Excerpts from location labeling data:
+++++

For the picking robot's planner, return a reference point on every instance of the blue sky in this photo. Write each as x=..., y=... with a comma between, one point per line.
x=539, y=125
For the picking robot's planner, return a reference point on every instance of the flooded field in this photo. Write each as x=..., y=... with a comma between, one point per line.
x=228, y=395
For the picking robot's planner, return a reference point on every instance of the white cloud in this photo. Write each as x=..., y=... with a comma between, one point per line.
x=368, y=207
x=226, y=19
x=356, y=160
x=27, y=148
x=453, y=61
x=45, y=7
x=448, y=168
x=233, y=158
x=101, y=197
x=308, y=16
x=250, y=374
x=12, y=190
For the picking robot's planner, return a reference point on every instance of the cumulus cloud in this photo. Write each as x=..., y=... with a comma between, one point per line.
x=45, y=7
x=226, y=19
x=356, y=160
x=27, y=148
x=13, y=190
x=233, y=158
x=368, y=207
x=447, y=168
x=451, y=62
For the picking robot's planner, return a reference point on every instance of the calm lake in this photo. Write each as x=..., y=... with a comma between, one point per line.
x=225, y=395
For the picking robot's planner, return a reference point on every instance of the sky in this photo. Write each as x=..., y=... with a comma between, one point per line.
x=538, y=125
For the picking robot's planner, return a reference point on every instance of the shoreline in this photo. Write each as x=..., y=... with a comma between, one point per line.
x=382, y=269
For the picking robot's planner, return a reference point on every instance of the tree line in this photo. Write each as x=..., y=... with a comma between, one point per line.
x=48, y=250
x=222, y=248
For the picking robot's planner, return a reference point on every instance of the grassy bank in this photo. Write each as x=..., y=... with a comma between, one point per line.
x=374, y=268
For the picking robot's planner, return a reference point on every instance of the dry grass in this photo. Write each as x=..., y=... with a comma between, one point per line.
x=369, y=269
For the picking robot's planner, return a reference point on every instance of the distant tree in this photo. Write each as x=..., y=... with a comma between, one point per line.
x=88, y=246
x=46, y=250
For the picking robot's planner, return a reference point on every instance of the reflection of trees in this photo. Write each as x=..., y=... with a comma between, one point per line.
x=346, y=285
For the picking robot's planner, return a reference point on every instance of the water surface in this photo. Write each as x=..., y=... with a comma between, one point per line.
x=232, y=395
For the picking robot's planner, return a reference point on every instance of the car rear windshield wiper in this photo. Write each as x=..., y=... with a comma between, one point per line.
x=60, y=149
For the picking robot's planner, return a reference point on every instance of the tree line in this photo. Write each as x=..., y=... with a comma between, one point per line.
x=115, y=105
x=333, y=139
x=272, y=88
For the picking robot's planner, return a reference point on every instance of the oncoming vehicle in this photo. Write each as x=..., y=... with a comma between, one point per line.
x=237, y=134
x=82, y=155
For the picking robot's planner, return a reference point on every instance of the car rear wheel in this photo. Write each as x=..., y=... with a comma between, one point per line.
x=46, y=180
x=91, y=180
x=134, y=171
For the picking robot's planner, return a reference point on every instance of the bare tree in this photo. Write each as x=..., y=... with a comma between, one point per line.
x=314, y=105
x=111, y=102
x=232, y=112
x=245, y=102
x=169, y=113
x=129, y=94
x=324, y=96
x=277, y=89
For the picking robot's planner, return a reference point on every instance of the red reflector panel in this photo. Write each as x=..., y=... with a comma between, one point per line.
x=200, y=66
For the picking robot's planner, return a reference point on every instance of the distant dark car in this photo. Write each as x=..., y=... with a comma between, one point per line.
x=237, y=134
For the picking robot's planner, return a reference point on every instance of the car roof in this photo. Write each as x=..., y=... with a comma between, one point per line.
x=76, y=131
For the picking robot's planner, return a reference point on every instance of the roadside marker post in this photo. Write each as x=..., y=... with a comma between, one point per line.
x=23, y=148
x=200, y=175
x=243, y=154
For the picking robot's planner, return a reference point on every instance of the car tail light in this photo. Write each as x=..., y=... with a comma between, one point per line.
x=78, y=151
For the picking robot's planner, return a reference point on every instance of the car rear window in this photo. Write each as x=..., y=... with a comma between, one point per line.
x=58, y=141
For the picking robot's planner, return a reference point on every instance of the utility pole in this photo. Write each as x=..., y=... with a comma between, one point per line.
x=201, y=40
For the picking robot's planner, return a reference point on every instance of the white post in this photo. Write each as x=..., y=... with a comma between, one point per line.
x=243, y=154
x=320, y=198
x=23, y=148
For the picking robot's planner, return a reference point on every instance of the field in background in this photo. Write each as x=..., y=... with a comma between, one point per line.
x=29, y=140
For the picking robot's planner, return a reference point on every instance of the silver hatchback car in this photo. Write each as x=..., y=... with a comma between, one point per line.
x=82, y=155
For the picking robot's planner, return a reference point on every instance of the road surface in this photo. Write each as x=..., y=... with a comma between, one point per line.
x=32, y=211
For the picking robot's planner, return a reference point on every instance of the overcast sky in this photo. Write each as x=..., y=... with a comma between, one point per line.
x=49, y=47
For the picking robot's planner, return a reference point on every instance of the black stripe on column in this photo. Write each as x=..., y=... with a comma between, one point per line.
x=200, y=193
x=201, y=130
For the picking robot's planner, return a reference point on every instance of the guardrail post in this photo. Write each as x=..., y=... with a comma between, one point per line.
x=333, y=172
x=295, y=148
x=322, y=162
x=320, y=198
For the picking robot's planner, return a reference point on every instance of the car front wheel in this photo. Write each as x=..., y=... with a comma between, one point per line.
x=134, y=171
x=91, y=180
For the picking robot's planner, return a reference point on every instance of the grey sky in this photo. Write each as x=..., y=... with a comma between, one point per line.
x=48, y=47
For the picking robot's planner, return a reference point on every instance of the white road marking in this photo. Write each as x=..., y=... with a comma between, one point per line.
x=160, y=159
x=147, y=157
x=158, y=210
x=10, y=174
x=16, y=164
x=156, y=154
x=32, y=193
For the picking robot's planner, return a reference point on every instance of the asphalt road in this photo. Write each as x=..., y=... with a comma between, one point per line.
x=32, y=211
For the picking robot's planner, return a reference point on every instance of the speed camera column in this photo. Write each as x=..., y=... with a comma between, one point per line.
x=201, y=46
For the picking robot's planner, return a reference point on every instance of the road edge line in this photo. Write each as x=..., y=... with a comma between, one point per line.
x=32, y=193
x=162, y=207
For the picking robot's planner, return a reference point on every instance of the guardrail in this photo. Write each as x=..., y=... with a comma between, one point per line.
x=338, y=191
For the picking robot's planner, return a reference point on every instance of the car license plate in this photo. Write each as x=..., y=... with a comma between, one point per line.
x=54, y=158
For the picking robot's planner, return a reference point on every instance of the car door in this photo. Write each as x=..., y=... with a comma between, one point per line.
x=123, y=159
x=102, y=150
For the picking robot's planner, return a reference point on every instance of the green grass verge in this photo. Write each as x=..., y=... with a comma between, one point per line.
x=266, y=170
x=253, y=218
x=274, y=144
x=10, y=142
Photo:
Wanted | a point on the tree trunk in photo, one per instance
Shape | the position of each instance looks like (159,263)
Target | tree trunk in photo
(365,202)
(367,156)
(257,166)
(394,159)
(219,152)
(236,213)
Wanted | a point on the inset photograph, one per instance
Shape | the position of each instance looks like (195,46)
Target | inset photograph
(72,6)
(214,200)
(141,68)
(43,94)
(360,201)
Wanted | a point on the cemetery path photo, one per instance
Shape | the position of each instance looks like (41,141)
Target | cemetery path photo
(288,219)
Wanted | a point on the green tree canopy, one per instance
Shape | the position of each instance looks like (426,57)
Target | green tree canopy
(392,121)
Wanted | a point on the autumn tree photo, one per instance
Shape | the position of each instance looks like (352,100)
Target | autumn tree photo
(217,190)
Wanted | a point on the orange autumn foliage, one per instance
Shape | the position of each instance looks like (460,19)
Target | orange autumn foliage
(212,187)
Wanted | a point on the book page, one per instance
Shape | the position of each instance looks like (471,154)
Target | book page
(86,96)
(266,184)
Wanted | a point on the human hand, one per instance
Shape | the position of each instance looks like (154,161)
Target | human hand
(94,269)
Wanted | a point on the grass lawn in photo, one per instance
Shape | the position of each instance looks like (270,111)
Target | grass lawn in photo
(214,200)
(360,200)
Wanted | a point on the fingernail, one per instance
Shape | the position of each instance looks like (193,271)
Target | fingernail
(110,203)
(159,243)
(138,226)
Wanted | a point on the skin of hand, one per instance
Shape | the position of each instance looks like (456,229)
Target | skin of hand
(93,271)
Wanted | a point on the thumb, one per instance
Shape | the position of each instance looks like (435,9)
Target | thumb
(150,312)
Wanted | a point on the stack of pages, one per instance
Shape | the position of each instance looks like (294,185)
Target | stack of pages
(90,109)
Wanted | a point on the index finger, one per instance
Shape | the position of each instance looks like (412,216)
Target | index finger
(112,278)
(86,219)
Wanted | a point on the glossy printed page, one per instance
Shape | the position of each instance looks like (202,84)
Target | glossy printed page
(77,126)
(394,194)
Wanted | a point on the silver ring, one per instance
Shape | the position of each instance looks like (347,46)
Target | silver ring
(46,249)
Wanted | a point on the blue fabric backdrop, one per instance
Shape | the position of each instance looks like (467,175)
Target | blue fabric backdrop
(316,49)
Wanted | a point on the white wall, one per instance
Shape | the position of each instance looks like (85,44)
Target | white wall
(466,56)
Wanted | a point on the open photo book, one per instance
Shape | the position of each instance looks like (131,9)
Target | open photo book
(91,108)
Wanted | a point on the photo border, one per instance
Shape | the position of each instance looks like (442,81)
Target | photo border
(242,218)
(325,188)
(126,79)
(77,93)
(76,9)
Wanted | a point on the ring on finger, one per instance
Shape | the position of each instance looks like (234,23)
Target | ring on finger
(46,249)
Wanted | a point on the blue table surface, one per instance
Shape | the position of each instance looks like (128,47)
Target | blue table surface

+++++

WRITTEN TASK:
Rewrite the items from the line with "the road edge" up to and including the line with "x=102, y=150", renaming "reference point" to "marker point" and leaving everything else unchanged.

EXERCISE SOLUTION:
For the picking robot's planner, return a marker point on every instance of the road edge line in this photo. Write each as x=..., y=... with a comma between, one point per line.
x=32, y=193
x=162, y=207
For the picking robot's planner, return a marker point on every instance of the guardrail in this photo. Write each as x=..., y=... with a comma between, one point per line.
x=338, y=191
For the picking robot's planner, return a marker point on every instance of the car license plate in this photo. Write each as x=..., y=... with a comma between, one point per line.
x=54, y=158
For the picking robot's planner, return a marker point on every instance of the car door in this photo. Write each as x=..., y=... with a comma between, one point per line.
x=123, y=159
x=102, y=150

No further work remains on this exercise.